Questions remain in Atlanta police shooting of teenager

A 16-year-old boy who was shot by police Thursday night was the suspect in an auto theft, an Atlanta police spokeswoman said Friday.

Officer M. Harris shot the teenager once after pursing him on foot into a poorly lit, sloping wooded area behind a gas station on Donald Lee Hollowell Parkway, spokeswoman Officer Kim Jones said.

Police did not say whether the teenager had threatened Harris during “the encounter,” nor did they say whether the teenager was armed. Police, however, said they found a handgun in the wood line near the scene of the shooting.

The teenager’s mother, Angela Jackson, told Channel 2 Action News on Thursday that she wanted specifics on why police shot her son, whom she identified as Johnny Morris Jr.

Officer O. Yakubu had responded to a 911 caller who said she had just seen teenagers kick in a door at 1440 Rome Ave. and take a large television to a white van parked at the location. A patrol officer saw the van, which was stolen, drive off from the address and ordered it to stop with lights and siren, but the driver tried to out run the patrol car until it crashed into a “fixed object” when turning onto Blyss Avenue NW from Chappell Road NW, Jones said.

Yakubu saw the teenager flee behind a BP gas station at 1440 Donald Lee Hollowell Pkwy, and Harris, who had arrived to help, ran behind the station, where he found the teenager, police said.

“During that encounter Officer Harris discharged his weapon, firing one round [and] striking the subject,” Jones said.

The teenager was in stable condition at the hospital and is charged with car theft for the stolen van, obstruction of law enforcement, attempting to elude police and several traffic violations, Jones said.

In response to questions from The Atlanta Journal-Constitution, Jones said she did not have answers for whether Yakubu witnessed the shooting, whether the handgun was linked to the teenager or what prompted the officer to fire his gun.

“All that you are asking is under investigation,” Jones said.

- QUESTIONS TO ANSWER:
A. In the news report on the Atlanta police shooting, where was the teenager when Officer Harris shot him?
B. List every charge the teenager faces according to the news report on the Atlanta police shooting.

- RECORDS SUPPLIED:
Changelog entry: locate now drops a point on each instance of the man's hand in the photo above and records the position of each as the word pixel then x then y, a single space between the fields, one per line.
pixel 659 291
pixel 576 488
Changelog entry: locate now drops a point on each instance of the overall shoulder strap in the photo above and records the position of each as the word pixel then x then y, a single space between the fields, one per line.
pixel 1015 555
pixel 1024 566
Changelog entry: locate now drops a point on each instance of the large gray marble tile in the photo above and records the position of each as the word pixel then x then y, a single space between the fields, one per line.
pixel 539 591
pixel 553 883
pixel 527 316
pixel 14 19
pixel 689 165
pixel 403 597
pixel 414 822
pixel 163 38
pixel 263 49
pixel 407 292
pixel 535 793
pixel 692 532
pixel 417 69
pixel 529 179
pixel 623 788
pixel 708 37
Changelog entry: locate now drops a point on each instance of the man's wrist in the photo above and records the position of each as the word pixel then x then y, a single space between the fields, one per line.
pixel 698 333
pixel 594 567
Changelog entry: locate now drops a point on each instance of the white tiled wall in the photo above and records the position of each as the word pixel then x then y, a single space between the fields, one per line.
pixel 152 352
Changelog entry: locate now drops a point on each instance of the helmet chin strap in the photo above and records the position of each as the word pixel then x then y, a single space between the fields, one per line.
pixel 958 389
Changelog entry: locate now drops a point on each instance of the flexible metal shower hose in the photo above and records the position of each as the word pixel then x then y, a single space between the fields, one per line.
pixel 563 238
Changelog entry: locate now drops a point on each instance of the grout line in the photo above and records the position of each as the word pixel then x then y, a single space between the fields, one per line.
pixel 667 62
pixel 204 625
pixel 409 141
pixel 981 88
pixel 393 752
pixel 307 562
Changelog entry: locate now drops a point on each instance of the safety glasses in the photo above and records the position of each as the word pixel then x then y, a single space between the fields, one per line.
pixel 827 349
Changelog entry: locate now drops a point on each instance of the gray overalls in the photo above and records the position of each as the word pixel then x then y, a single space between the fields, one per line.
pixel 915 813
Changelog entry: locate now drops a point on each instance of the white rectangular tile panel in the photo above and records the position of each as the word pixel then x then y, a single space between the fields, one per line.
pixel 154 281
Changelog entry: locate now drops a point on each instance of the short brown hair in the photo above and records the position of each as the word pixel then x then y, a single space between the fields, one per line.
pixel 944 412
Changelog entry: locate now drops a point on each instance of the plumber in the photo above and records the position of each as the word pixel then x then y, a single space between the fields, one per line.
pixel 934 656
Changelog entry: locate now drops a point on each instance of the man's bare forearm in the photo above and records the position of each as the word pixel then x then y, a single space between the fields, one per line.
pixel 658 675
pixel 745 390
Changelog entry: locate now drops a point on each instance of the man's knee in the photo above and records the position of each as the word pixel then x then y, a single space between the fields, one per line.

- RESPONSES BY ITEM NUMBER:
A. In a poorly lit, sloping wooded area behind a gas station on Donald Lee Hollowell Parkway.

B.
- Car theft for the stolen van
- Obstruction of law enforcement
- Attempting to elude police
- Several traffic violations